**Your assignment**
Retype the entries below exactly, dropping the images.

--

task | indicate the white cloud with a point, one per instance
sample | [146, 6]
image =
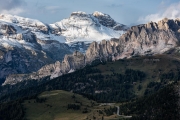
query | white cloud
[15, 11]
[12, 6]
[171, 12]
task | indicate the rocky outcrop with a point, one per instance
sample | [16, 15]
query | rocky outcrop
[147, 39]
[26, 44]
[107, 21]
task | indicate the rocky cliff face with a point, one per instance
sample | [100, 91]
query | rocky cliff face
[26, 44]
[147, 39]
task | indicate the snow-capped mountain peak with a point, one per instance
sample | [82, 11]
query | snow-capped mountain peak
[83, 27]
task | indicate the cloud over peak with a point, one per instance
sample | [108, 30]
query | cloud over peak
[11, 6]
[171, 12]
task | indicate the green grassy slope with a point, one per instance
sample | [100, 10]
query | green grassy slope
[53, 105]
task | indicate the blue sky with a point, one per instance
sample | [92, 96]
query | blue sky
[124, 11]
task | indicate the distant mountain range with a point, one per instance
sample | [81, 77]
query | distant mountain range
[89, 37]
[27, 44]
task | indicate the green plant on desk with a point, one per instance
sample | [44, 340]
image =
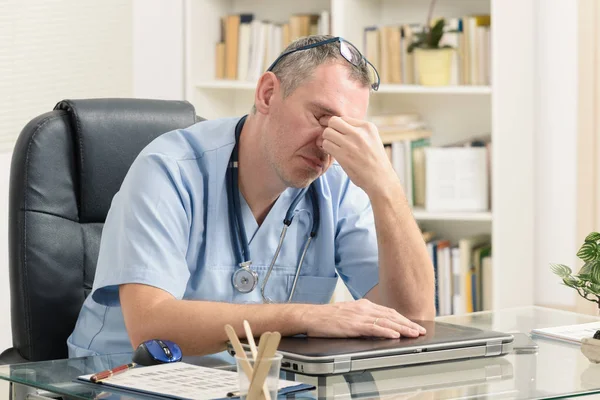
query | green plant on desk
[587, 281]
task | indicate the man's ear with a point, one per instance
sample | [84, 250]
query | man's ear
[268, 86]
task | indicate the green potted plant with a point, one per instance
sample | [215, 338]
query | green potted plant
[587, 285]
[433, 61]
[587, 281]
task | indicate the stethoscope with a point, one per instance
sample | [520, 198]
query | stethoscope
[245, 278]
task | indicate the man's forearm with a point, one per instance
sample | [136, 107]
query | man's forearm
[406, 279]
[198, 326]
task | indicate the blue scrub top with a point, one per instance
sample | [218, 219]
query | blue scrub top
[168, 227]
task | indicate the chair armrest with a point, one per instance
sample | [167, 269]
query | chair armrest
[11, 356]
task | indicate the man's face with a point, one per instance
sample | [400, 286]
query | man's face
[292, 135]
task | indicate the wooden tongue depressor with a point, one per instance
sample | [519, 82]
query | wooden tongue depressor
[239, 350]
[266, 350]
[254, 351]
[250, 338]
[246, 366]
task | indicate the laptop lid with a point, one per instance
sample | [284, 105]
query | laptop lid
[443, 342]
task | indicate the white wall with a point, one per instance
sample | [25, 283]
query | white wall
[556, 147]
[51, 51]
[158, 49]
[5, 333]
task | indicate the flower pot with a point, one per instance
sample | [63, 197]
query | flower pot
[433, 66]
[590, 348]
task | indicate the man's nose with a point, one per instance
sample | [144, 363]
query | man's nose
[319, 140]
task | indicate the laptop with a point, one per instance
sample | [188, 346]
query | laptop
[443, 342]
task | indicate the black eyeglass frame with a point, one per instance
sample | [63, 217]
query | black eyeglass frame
[343, 42]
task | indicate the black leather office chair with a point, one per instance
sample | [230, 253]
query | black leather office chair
[66, 167]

--

**The answer**
task | indicate the white cloud with a point, one per instance
sample | [146, 6]
image =
query | white cloud
[15, 11]
[12, 6]
[171, 12]
task | indicate the rocky outcrop with a point, one per instance
sample | [16, 15]
query | rocky outcrop
[147, 39]
[26, 44]
[107, 21]
task | indicate the rocky cliff face with a point, one per instance
sample | [100, 91]
query | rocky cliff face
[26, 44]
[147, 39]
task | indicate the snow-capped mountain peak with a point, one per instance
sample | [82, 11]
query | snow-capped mountain peak
[83, 27]
task | indicate the cloud over peak with a point, one per instance
sample | [108, 30]
query | cloud over peak
[11, 6]
[171, 12]
task | indicate the green grassy slope with a point, one per instance
sample | [100, 10]
query | green grassy slope
[53, 105]
task | indicate the blue sky with a point, one per instance
sample | [92, 96]
query | blue sky
[124, 11]
task | indicate the distant mountain range with a point, one per instance
sample | [81, 77]
query | distant mountain range
[89, 37]
[27, 44]
task | indicate the green plant on desk with a point, one per instance
sample | [44, 340]
image =
query | green plant on desk
[587, 281]
task | indicate the man's ear with a point, one per instance
sample | [84, 250]
query | man's ear
[268, 86]
task | indicate the green potted plant with a point, one per instance
sample | [215, 338]
query | green potted plant
[587, 285]
[433, 61]
[587, 281]
task | indicate the stethoscope with a point, one per instance
sample | [520, 198]
query | stethoscope
[245, 278]
task | indicate the man's forearm with a point, one per instance
sample | [136, 107]
query | man's forearm
[406, 279]
[198, 326]
task | indicate the blue scrub top with a point, one per instance
sample | [218, 219]
query | blue scrub top
[168, 227]
task | indicate the chair armrest with a point, one per instance
sample | [167, 269]
query | chair armrest
[11, 356]
task | indicate the man's face with a point, one per instance
sample | [400, 286]
query | man's face
[292, 135]
task | indicate the wooden tongue depressor with a point, one per instance
sample | [519, 82]
query | wooden tongue depressor
[239, 350]
[266, 350]
[254, 351]
[250, 338]
[246, 366]
task | indicate the laptop lid with a point, one per instance
sample | [284, 105]
query | laptop lid
[443, 342]
task | indicate the white wall with a point, one per instance
sample | [25, 283]
query | white wall
[556, 147]
[51, 51]
[158, 49]
[5, 333]
task | indicate the flower pot with a point, one per instance
sample | [63, 197]
query | flower pot
[433, 66]
[590, 348]
task | indicate the man's nose with a point, one per instance
sample | [144, 363]
query | man's nose
[319, 140]
task | indicate the laptop with a point, one per instance
sample | [188, 346]
query | laptop
[443, 342]
task | indicate the black eyeglass frame with a point, one per instance
sample | [63, 217]
query | black eyeglass frame
[343, 42]
task | indicate the black leather office chair with a point, one per instance
sample | [230, 253]
query | black leather office chair
[66, 167]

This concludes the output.